**Task instructions**
Reproduce the records exactly.
— Begin Material —
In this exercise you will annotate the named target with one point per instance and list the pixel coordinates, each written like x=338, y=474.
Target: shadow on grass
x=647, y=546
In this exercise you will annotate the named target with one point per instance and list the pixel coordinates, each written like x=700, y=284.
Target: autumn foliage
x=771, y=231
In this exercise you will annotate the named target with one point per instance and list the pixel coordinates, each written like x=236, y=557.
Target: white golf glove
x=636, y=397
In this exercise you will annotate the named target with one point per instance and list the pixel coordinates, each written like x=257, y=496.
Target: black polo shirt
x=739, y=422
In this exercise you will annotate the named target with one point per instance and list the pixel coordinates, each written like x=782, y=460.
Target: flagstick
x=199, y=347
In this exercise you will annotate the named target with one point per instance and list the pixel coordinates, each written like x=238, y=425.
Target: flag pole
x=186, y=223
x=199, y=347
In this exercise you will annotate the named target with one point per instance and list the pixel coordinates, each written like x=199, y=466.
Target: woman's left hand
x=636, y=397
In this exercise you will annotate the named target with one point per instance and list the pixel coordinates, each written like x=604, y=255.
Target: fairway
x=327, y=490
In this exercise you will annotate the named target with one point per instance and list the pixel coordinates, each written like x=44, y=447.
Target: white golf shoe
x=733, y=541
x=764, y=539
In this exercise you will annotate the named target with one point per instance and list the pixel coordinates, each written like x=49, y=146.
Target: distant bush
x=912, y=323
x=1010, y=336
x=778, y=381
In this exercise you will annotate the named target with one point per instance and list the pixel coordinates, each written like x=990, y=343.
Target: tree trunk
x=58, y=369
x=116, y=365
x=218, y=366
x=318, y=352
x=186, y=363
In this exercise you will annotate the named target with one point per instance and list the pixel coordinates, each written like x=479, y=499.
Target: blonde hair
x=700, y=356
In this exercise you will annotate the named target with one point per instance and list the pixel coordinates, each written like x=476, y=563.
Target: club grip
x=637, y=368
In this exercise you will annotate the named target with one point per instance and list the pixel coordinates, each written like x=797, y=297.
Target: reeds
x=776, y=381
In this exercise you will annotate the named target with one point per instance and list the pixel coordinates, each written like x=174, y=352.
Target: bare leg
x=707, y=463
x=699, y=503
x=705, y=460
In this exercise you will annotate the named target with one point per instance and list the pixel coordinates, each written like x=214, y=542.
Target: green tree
— End Material —
**Result**
In this exercise you will annotate the named target with one point per instance and list the pixel coordinates, each written like x=338, y=474.
Target: shadow on grass
x=647, y=546
In this exercise you will annotate the named target with one point per instance and list the pixel coordinates, each written like x=700, y=284.
Target: autumn foliage
x=771, y=231
In this exercise you will annotate the named target with one point per instance and list the pixel coordinates, each written like x=236, y=557.
Target: white golf glove
x=636, y=397
In this exercise you will annotate the named target with one point per instance and list the pixel coordinates, each written like x=257, y=496.
Target: black polo shirt
x=739, y=422
In this exercise you will annotate the named target with one point per instance and list the pixel coordinates, each written like x=782, y=460.
Target: flagstick
x=199, y=347
In this exercise you will annotate the named target with one point per instance and list the pixel coordinates, each written like x=238, y=425.
Target: flag pole
x=186, y=223
x=199, y=347
In this exercise you will annotate the named target with one point per instance and list the pixel coordinates, each written like x=199, y=466.
Target: woman's left hand
x=636, y=397
In this exercise you will annotate the named target with one point per instance and list the pixel coordinates, each written like x=604, y=255.
Target: fairway
x=327, y=490
In this exercise you will annotate the named target with one point per instance and list the pixel coordinates, each written like x=44, y=447.
Target: white golf shoe
x=733, y=541
x=764, y=539
In this exercise you will annotate the named target with one point per instance and list the pixel coordinates, each written like x=49, y=146.
Target: distant bush
x=912, y=323
x=1010, y=336
x=778, y=381
In this exercise you will annotate the named target with one point per instance and list the pixel coordinates, each written like x=990, y=343.
Target: tree trunk
x=58, y=369
x=116, y=365
x=218, y=366
x=318, y=352
x=186, y=363
In this exercise you will annotate the named target with one point per instance and list the pixel coordinates, each written like x=479, y=499.
Target: blonde hair
x=700, y=356
In this exercise you will annotate the named target with one point per instance and list the pixel coordinates, each written like x=476, y=563.
Target: club grip
x=637, y=368
In this exercise you will annotate the named target with one point per instance and list the pixel coordinates, each written like x=797, y=297.
Target: reeds
x=776, y=381
In this exercise you will annotate the named target with one point per instance and list the pixel coordinates, each written like x=174, y=352.
Target: bare leg
x=707, y=463
x=699, y=503
x=705, y=460
In this exercise you will annotate the named target with one point per instance and list the pixel coordinates, each written like x=214, y=542.
Target: green tree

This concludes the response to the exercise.